[INSTRUCTION] Reproduce each of the following lines word for word.

[BEGIN STORED RECORDS]

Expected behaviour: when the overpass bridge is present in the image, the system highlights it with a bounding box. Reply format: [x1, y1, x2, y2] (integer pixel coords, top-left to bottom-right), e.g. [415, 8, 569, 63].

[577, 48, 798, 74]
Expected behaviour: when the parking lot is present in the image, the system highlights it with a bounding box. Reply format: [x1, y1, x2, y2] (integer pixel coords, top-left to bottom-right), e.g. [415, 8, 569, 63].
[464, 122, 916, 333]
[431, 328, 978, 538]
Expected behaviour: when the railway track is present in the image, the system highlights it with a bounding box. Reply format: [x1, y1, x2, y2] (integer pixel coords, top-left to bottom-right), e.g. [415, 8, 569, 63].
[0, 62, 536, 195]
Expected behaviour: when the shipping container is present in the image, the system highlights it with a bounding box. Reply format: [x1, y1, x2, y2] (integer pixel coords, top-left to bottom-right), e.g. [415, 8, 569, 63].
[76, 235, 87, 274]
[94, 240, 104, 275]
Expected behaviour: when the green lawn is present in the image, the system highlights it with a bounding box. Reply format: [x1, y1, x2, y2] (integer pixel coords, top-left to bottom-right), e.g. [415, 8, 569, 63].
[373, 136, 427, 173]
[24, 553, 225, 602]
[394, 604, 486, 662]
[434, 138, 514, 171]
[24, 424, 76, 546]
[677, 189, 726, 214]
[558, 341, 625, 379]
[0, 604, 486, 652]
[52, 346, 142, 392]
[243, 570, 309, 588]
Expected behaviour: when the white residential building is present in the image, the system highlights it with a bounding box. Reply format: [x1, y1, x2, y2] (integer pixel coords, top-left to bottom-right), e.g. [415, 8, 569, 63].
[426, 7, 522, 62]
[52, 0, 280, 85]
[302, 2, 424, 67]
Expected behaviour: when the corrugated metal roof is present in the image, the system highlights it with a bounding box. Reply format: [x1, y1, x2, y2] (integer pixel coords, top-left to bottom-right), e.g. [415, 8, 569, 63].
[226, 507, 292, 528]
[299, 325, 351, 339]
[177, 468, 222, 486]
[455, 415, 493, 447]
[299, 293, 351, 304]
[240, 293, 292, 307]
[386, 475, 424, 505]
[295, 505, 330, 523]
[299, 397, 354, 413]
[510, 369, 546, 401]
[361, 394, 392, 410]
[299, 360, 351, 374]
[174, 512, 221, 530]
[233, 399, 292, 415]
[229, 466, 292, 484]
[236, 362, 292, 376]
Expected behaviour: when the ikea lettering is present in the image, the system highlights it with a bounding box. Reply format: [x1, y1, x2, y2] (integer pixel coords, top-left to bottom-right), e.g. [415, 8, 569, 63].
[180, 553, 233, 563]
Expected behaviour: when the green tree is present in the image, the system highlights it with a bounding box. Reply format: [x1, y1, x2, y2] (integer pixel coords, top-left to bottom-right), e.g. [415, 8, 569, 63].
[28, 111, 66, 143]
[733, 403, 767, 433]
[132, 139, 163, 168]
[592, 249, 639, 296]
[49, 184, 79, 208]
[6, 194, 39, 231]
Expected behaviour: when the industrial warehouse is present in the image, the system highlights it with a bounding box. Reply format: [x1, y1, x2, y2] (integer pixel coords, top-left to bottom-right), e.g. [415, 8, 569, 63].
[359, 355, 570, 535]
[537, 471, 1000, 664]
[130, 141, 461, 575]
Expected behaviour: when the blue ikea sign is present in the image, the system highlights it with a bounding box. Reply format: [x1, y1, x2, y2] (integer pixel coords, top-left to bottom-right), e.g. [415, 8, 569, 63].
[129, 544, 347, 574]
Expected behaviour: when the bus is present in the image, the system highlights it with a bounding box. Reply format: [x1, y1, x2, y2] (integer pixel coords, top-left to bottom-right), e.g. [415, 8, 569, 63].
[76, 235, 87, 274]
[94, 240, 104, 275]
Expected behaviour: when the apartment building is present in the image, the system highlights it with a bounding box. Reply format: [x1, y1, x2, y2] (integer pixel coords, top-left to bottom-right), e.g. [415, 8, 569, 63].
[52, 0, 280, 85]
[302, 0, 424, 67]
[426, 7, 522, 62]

[END STORED RECORDS]

[PROBLEM SOLUTION]
Expected behaviour: when the overpass bridge is present in the image, the system highlights it with a bounding box. Reply format: [x1, y1, x2, y2] (integer pixel coords, top-left to bottom-right), e.g. [415, 8, 569, 63].

[577, 48, 798, 74]
Expected behaviour: when the parking lot is present in the image, the system highlights it with a bounding box. Reply format: [x1, y1, x2, y2] (integer pixel coords, top-left to bottom-right), e.g. [415, 8, 569, 63].
[464, 122, 916, 333]
[431, 328, 978, 538]
Expected behaviour: when the railway track is present in the image, the system highlights it with a bounding box. Reply format: [x1, y1, x2, y2] (integer pixel coords, top-left to bottom-right), e.g. [415, 8, 569, 63].
[0, 62, 536, 195]
Expected behaviour: when the shipping container is present in the image, the system highlights it with a bounding box. Reply format: [x1, y1, x2, y2] (integer pixel coords, top-left to bottom-right), e.g. [415, 8, 569, 63].
[76, 235, 87, 274]
[94, 240, 104, 275]
Expected behaviour: when the green lawn is present in the image, the system highlights it with a bounding box. Reply format: [x1, y1, x2, y2] (integer pixel coords, top-left to bottom-right), e.g. [415, 8, 569, 63].
[373, 136, 427, 173]
[24, 553, 225, 602]
[394, 604, 486, 662]
[434, 138, 514, 171]
[24, 424, 76, 546]
[677, 189, 726, 214]
[558, 341, 625, 379]
[0, 604, 486, 652]
[52, 346, 142, 392]
[243, 570, 309, 588]
Expected behaviour: when the white residential building is present in the image, the system highlights it with a bounding box. Reply format: [x1, y1, x2, y2] (integer pixel coords, top-left to bottom-right), e.g. [415, 8, 569, 63].
[426, 7, 522, 62]
[52, 0, 280, 85]
[302, 2, 424, 67]
Expected behaviour: when the corrugated metal roof is present in the image, the system highlights it with a bounding box. Reply format: [x1, y1, x2, y2] (integer pixel coords, top-left to bottom-right), e.g. [415, 8, 569, 63].
[226, 507, 292, 528]
[299, 325, 351, 339]
[177, 468, 222, 486]
[455, 415, 493, 447]
[299, 293, 351, 304]
[240, 293, 292, 307]
[386, 475, 424, 505]
[295, 505, 330, 523]
[299, 397, 354, 413]
[510, 369, 546, 401]
[361, 394, 392, 410]
[299, 360, 351, 374]
[174, 512, 221, 530]
[233, 399, 292, 415]
[229, 466, 292, 484]
[236, 362, 292, 376]
Expected behaviour: when the ikea lettering is present in the image, the system highlights it with a bounding box. Reply format: [x1, y1, x2, y2] (integer pixel coords, top-left to bottom-right), e.g. [415, 8, 569, 63].
[180, 553, 233, 563]
Expected behaviour: when the green tree is present in the image, the system highlights it with a bounding box. Reply format: [x1, y1, x2, y2] (integer pixel coords, top-left to bottom-right), e.g. [415, 8, 569, 63].
[28, 111, 66, 143]
[733, 403, 767, 433]
[132, 139, 163, 168]
[592, 249, 639, 296]
[49, 184, 79, 208]
[6, 194, 39, 231]
Expected behaviour: when the industrial warehouse is present in the image, the system highlights it with a bounding box. Reply format: [x1, y1, x2, y2] (integer pixel coords, top-left to bottom-right), e.g. [415, 8, 569, 63].
[359, 355, 570, 535]
[537, 471, 1000, 664]
[130, 141, 461, 575]
Expected behaviour: when the blue ikea sign is present in the image, the system highlights it with a bounding box. Reply format: [x1, y1, x2, y2] (integer pixel coords, top-left to bottom-right), e.g. [415, 8, 569, 63].
[129, 544, 347, 574]
Expected behaviour: when the bus is present in the image, the system highlights it with a bounding box. Reply format: [x1, y1, x2, y2] (integer pixel coords, top-left to bottom-right), e.g. [415, 8, 569, 63].
[76, 235, 87, 274]
[94, 240, 104, 275]
Expected behaviour: when the apartment building is present in the image, the system highlights it with a bounding box. Reply format: [x1, y1, x2, y2] (integer pixel coords, top-left to bottom-right), e.g. [415, 8, 569, 63].
[52, 0, 280, 85]
[302, 0, 424, 67]
[426, 7, 522, 62]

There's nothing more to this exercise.